### Exercise requirements
Convert the entries below into a JSON list of strings, one string per line, leaving out blank lines. Begin at the line that contains "Target: <item>taxi taillight</item>" and stop after the line that contains "POLYGON ((254 165, 264".

━━━

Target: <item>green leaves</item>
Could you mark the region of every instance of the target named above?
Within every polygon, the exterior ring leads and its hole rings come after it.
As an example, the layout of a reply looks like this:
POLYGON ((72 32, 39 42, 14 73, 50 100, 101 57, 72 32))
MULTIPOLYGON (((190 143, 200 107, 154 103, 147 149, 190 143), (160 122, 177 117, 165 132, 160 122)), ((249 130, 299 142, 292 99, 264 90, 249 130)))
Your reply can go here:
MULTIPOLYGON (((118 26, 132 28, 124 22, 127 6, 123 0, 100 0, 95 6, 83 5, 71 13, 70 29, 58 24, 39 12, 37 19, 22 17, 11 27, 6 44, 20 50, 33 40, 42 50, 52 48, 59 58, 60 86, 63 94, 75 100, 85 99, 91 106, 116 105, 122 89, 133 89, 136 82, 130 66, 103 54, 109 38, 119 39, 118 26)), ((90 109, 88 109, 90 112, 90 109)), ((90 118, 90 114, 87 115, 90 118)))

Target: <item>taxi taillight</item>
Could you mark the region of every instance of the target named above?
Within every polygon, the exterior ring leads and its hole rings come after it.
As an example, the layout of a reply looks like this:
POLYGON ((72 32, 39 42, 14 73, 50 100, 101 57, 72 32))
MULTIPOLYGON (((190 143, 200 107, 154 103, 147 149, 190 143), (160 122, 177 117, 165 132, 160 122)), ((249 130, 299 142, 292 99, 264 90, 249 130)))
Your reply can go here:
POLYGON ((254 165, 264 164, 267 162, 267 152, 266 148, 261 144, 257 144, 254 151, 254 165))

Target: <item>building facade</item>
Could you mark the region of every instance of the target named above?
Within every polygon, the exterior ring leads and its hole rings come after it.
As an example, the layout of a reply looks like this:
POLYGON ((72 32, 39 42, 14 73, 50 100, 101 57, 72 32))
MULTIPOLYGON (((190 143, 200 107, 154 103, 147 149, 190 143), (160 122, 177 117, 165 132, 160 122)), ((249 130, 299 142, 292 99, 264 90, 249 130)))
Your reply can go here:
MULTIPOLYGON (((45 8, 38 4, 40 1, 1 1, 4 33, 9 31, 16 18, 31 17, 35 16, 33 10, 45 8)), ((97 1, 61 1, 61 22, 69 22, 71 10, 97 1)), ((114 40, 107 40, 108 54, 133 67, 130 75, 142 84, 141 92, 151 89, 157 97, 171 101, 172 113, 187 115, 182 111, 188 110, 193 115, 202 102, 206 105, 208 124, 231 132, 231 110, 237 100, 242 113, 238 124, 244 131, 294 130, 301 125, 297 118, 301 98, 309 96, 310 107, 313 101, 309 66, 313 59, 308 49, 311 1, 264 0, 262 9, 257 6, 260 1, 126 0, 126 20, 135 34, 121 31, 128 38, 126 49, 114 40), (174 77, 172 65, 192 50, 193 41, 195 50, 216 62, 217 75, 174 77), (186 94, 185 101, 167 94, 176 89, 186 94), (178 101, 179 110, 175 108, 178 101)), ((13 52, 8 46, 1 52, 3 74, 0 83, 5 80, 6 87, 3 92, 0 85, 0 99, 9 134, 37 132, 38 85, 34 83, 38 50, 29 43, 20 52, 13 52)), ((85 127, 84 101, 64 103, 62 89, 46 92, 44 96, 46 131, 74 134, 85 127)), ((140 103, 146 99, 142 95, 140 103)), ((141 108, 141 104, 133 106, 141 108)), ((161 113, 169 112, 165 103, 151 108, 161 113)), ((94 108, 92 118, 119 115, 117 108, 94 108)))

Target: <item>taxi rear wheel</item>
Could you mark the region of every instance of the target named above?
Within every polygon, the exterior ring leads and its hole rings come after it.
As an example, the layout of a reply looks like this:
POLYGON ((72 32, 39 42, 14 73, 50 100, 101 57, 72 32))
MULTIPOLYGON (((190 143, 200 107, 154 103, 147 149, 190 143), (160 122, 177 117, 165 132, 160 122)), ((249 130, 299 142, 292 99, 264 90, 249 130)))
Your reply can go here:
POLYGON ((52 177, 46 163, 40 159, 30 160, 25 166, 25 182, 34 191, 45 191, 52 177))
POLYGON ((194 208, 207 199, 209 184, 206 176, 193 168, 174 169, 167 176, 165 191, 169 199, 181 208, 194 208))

━━━

### Solution
[
  "Target: <item>taxi taillight</item>",
  "Could you mark the region of every instance of the target named above?",
  "Within every polygon, the exterior ring leads and its hole rings come after it.",
  "As an example, the layout of a reply looks like this:",
  "POLYGON ((72 32, 39 42, 14 73, 50 100, 101 57, 72 32))",
  "MULTIPOLYGON (((190 143, 200 107, 154 103, 147 149, 190 143), (160 122, 177 117, 165 132, 160 122)), ((249 130, 299 142, 292 99, 264 90, 249 130)))",
  "Your reply can go here:",
  "POLYGON ((254 165, 264 164, 267 162, 267 152, 266 148, 261 144, 257 144, 254 151, 254 165))"
]